Copy every entry below exactly, and keep out the pictures.

* **Input data**:
◇ ◇ ◇ ◇ ◇

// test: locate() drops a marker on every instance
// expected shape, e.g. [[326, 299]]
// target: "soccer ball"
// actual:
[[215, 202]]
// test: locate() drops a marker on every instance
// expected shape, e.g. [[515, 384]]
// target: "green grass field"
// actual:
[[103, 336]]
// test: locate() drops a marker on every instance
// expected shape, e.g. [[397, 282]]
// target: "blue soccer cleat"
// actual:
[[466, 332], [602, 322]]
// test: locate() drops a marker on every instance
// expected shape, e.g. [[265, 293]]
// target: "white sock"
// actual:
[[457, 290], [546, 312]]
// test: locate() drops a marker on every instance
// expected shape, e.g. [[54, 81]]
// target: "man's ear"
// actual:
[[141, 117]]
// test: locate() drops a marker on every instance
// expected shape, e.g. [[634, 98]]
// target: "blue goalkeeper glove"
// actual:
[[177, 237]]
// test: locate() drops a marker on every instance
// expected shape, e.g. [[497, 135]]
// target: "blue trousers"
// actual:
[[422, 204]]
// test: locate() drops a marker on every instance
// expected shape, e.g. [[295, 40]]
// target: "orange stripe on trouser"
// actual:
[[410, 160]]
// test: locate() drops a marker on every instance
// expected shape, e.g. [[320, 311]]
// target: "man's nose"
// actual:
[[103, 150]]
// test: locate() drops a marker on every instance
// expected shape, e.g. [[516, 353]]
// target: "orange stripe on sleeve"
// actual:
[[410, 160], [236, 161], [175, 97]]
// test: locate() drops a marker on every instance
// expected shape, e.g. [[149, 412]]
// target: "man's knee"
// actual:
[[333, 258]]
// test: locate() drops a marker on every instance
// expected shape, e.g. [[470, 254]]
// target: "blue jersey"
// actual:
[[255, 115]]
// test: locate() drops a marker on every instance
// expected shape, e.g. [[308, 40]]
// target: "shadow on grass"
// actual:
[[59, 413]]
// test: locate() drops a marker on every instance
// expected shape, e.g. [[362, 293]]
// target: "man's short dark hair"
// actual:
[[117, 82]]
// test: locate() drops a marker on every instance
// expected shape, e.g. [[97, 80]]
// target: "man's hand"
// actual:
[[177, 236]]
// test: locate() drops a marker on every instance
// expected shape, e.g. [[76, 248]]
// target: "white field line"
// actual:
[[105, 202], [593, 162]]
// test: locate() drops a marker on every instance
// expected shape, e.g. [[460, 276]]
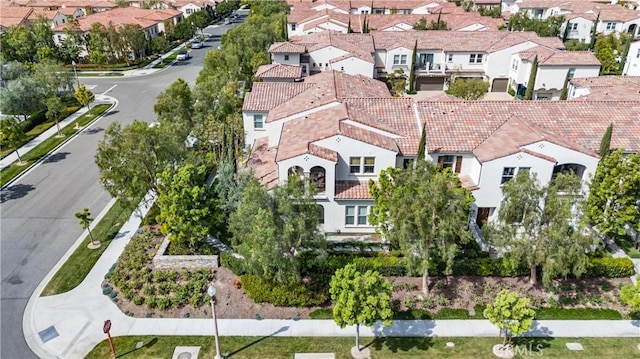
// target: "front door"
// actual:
[[483, 216]]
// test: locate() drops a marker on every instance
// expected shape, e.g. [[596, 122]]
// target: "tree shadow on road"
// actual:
[[56, 157], [15, 191]]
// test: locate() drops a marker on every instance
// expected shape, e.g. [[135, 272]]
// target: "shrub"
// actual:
[[262, 290], [577, 314], [610, 268], [321, 314]]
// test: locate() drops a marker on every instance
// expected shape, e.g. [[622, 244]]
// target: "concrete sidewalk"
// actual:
[[69, 325], [52, 131]]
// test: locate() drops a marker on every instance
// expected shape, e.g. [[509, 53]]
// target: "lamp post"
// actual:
[[212, 293], [73, 63]]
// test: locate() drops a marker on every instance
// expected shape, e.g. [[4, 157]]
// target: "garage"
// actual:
[[500, 85], [430, 83]]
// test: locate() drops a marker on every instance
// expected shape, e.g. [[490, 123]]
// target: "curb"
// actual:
[[114, 104]]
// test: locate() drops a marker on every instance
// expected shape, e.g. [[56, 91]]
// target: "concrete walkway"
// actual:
[[69, 325], [52, 131]]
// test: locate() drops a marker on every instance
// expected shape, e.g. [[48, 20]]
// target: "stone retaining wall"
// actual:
[[165, 262]]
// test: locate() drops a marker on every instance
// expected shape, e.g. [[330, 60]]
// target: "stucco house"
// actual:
[[340, 131]]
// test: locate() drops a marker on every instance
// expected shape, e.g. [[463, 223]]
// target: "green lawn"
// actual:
[[285, 347], [76, 268], [10, 172]]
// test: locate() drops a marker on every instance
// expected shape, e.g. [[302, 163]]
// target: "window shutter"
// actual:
[[458, 163]]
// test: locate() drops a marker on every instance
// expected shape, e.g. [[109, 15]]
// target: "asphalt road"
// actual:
[[37, 223]]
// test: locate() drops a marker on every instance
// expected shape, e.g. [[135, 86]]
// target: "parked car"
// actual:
[[182, 55]]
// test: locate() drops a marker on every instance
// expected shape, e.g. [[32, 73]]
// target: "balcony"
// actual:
[[430, 68]]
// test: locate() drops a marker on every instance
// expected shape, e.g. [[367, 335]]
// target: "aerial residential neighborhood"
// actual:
[[285, 179]]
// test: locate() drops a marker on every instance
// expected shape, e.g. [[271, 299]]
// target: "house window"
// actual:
[[357, 215], [399, 59], [475, 58], [258, 122], [354, 164], [369, 164], [350, 215], [446, 161], [507, 174]]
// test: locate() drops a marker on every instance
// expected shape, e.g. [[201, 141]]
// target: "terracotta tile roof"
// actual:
[[13, 15], [265, 96], [577, 58], [398, 115], [279, 71], [512, 135], [352, 190], [608, 88], [122, 16], [286, 48], [468, 183], [262, 160], [463, 126], [299, 134]]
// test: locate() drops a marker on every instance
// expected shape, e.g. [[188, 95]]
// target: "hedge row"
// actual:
[[282, 295], [500, 267]]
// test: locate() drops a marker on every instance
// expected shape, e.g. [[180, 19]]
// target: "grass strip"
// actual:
[[10, 172], [37, 130], [76, 268], [391, 347]]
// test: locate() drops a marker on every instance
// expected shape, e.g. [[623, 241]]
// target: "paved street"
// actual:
[[37, 222]]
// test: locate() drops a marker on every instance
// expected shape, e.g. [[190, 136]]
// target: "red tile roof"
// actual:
[[352, 190], [463, 126], [279, 71], [262, 160]]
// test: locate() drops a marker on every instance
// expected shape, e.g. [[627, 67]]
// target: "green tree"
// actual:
[[605, 142], [200, 20], [470, 89], [84, 96], [85, 222], [531, 84], [188, 207], [12, 135], [22, 97], [360, 299], [268, 229], [55, 110], [511, 313], [398, 81], [421, 209], [174, 107], [412, 72], [129, 159], [614, 194], [630, 295], [535, 226]]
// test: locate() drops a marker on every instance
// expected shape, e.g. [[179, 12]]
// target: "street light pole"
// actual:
[[212, 293], [73, 63]]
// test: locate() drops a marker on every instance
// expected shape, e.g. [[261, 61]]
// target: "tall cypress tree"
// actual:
[[605, 143], [528, 94], [422, 146], [594, 34], [412, 72]]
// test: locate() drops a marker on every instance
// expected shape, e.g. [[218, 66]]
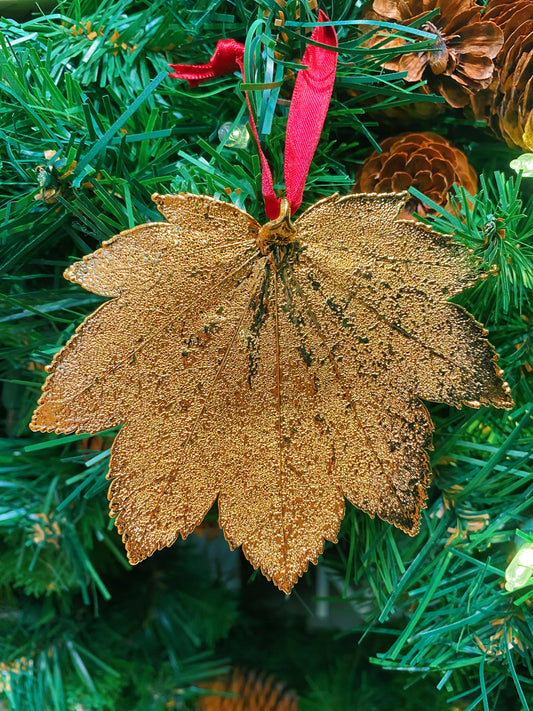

◇ ◇ ◇ ◇ ◇

* **Result of the task**:
// test: locate() drops a marker on every instance
// expected shape, e.g. [[326, 299]]
// target: "soccer ball"
// actual:
[[215, 202]]
// test: locate() drops a marker on every instance
// expected shape, e.g. [[515, 384]]
// target: "green grass field"
// actual:
[[103, 336]]
// test: locate() drops a marker on every instance
// expected shape, e.g. [[397, 282]]
// target: "blue soccer cleat"
// actual:
[[466, 332], [602, 322]]
// test: locate() drops a marker on every instance
// expected shape, e.g. [[265, 293]]
// target: "white sock"
// actual:
[[457, 290], [546, 312]]
// test: locate() drops a marker on every instance
// expected shape, e.g. [[54, 81]]
// target: "man's ear"
// actual:
[[141, 117]]
// test: locate() drops a marker on every instance
// expected shape, e.g. [[634, 98]]
// target: "blue goalkeeper glove"
// actual:
[[177, 237]]
// test: locate() drops a marker on every instance
// expected shape, e.g. [[497, 135]]
// target: "blue trousers"
// actual:
[[422, 204]]
// test: locate() drops a marker on every instance
// expected shape, e.g. [[295, 40]]
// target: "orange stripe on trouser"
// actual:
[[410, 160]]
// test: locate() drops a marker on every instance
// expected shape, e.g. [[320, 311]]
// target: "man's nose"
// actual:
[[103, 150]]
// test: locate() drops a marker on every instance
// expected shape, e.g. [[516, 353]]
// target: "orange stripe on sleeve"
// actual:
[[410, 160], [236, 161], [175, 97]]
// test: locate() drops a marker on every instance
// expected shape, e.g. [[149, 412]]
// target: "man's knee"
// actual:
[[333, 258]]
// test: locate() drops a marker on every instance
// expected shape, e.g. [[470, 254]]
// target: "blue jersey"
// actual:
[[255, 115]]
// test: locate() drops a marker on every instance
// expected shape, e.g. [[308, 40]]
// target: "shadow on grass"
// actual:
[[59, 413]]
// test: locate() drops a marker on every instance
// expected shape, e.g. [[362, 293]]
// target: "man's short dark hair"
// actual:
[[117, 82]]
// test: locate() drops a marker on every instance
// expected shape, e.g. [[97, 80]]
// target: "man's hand"
// actual:
[[177, 236]]
// test: locate() drops a marker on every instance
// expected shape, e.g. [[76, 248]]
// target: "white field line"
// actual:
[[105, 202], [593, 162]]
// test: locate() drops a marker on every instance
// expected shape, e.g. [[460, 276]]
// target: "front door"
// actual:
[[483, 216]]
// test: locate() drops a marker on every instance
// expected shape, e.g. [[596, 122]]
// target: "tree shadow on road"
// actual:
[[56, 157], [15, 191]]
// test: locate() drops a marker on every instance
// expected shape, e.g. [[135, 272]]
// target: "shrub"
// actual:
[[262, 290], [577, 314], [610, 268], [321, 314]]
// test: locate() drops a marker on every instance
// expected shape, e.g. [[622, 244]]
// target: "concrete sidewalk"
// actual:
[[69, 325], [52, 131]]
// test: locate() drops a marker on every instance
// expected shape, e.g. [[509, 53]]
// target: "lamp post"
// actual:
[[212, 293], [73, 63]]
// test: locate() drops a marker on every instance
// expected shape, e.g. [[4, 157]]
// target: "garage"
// actual:
[[500, 85], [430, 83]]
// test: locate() drops a marker on every instance
// expected shape, e.g. [[490, 123]]
// target: "curb"
// actual:
[[114, 104]]
// test: locate() drops a marker on every instance
// expected shape, e.g. [[56, 91]]
// target: "concrete walkway"
// actual:
[[69, 325], [52, 131]]
// test: locate() drops a marker on every instance
// expected shape, e.g. [[48, 20]]
// target: "stone retaining wall"
// actual:
[[165, 262]]
// test: locate() drops a marker on every instance
// expected shape, e.g. [[330, 60]]
// target: "stucco house"
// actual:
[[340, 131]]
// test: locate() drops a marker on every instance
// expected shape, e.g. [[463, 223]]
// target: "green lawn"
// actual:
[[285, 347], [76, 268], [10, 172]]
// test: locate() drops a marker on every instance
// expected shape, e.g. [[302, 163]]
// target: "window shutter"
// actual:
[[458, 163]]
// test: locate() drops a marker on every instance
// expected shape, e.g. [[109, 15]]
// target: "asphalt road"
// actual:
[[37, 223]]
// test: locate() drops a marker on every instance
// expected shape, e.g. [[135, 86]]
// target: "parked car"
// actual:
[[182, 55]]
// test: locate() drops a marker on every instance
// expected shape, e.g. [[32, 73]]
// target: "balcony"
// actual:
[[430, 68]]
// test: locate() drops a marker on every instance
// expected shape, e.g. [[367, 335]]
// target: "aerial residential neighborhood"
// actual:
[[285, 179]]
// test: locate() drops a marker on every instance
// expected shape, e.g. [[271, 299]]
// target: "house window"
// actual:
[[357, 215], [399, 59], [475, 58], [258, 122], [354, 164], [369, 164], [350, 215], [446, 161], [507, 174]]
// test: locate() drops a marker on every instance
// expected shape, e.g. [[201, 141]]
// target: "terracotta tile roof"
// actual:
[[13, 15], [265, 96], [577, 58], [398, 115], [279, 71], [512, 135], [352, 190], [608, 88], [122, 16], [286, 48], [468, 183], [262, 160], [463, 126], [299, 134]]
// test: locate() drops a marker on every instance
// expected shape, e.g. [[188, 95]]
// target: "hedge row"
// actual:
[[282, 295], [500, 267]]
// test: locate() drops a marker on every instance
// expected shape, e.g. [[180, 19]]
// target: "grass strip"
// actual:
[[10, 172], [37, 130], [76, 268], [391, 347]]
// test: locate() drops a marker on every instance
// expected shape, e.g. [[623, 241]]
// target: "paved street"
// actual:
[[37, 222]]
// test: locate() drops a marker on every instance
// expected shape, e.g. [[190, 136]]
// target: "red tile roof"
// actual:
[[352, 190], [463, 126], [279, 71], [262, 160]]
// test: locate() drops a marker on every instance
// expected shape, e.g. [[627, 67]]
// target: "green tree"
// actual:
[[605, 142], [200, 20], [470, 89], [84, 96], [85, 222], [531, 84], [188, 207], [12, 135], [22, 97], [360, 299], [268, 229], [55, 110], [511, 313], [398, 81], [421, 209], [174, 107], [412, 72], [129, 159], [614, 194], [630, 295], [535, 226]]
// test: locate() drops a marker on every instance
// expected shape, e.g. [[179, 12]]
// target: "street light pole"
// actual:
[[212, 293], [73, 63]]
// test: locate() drops a marker on every instance
// expected shape, e.g. [[261, 61]]
// target: "tall cypress tree"
// actual:
[[605, 143], [528, 94], [422, 146], [594, 34], [412, 72]]
// test: locate() drops a marker on every instance
// expected shape, e.g. [[218, 66]]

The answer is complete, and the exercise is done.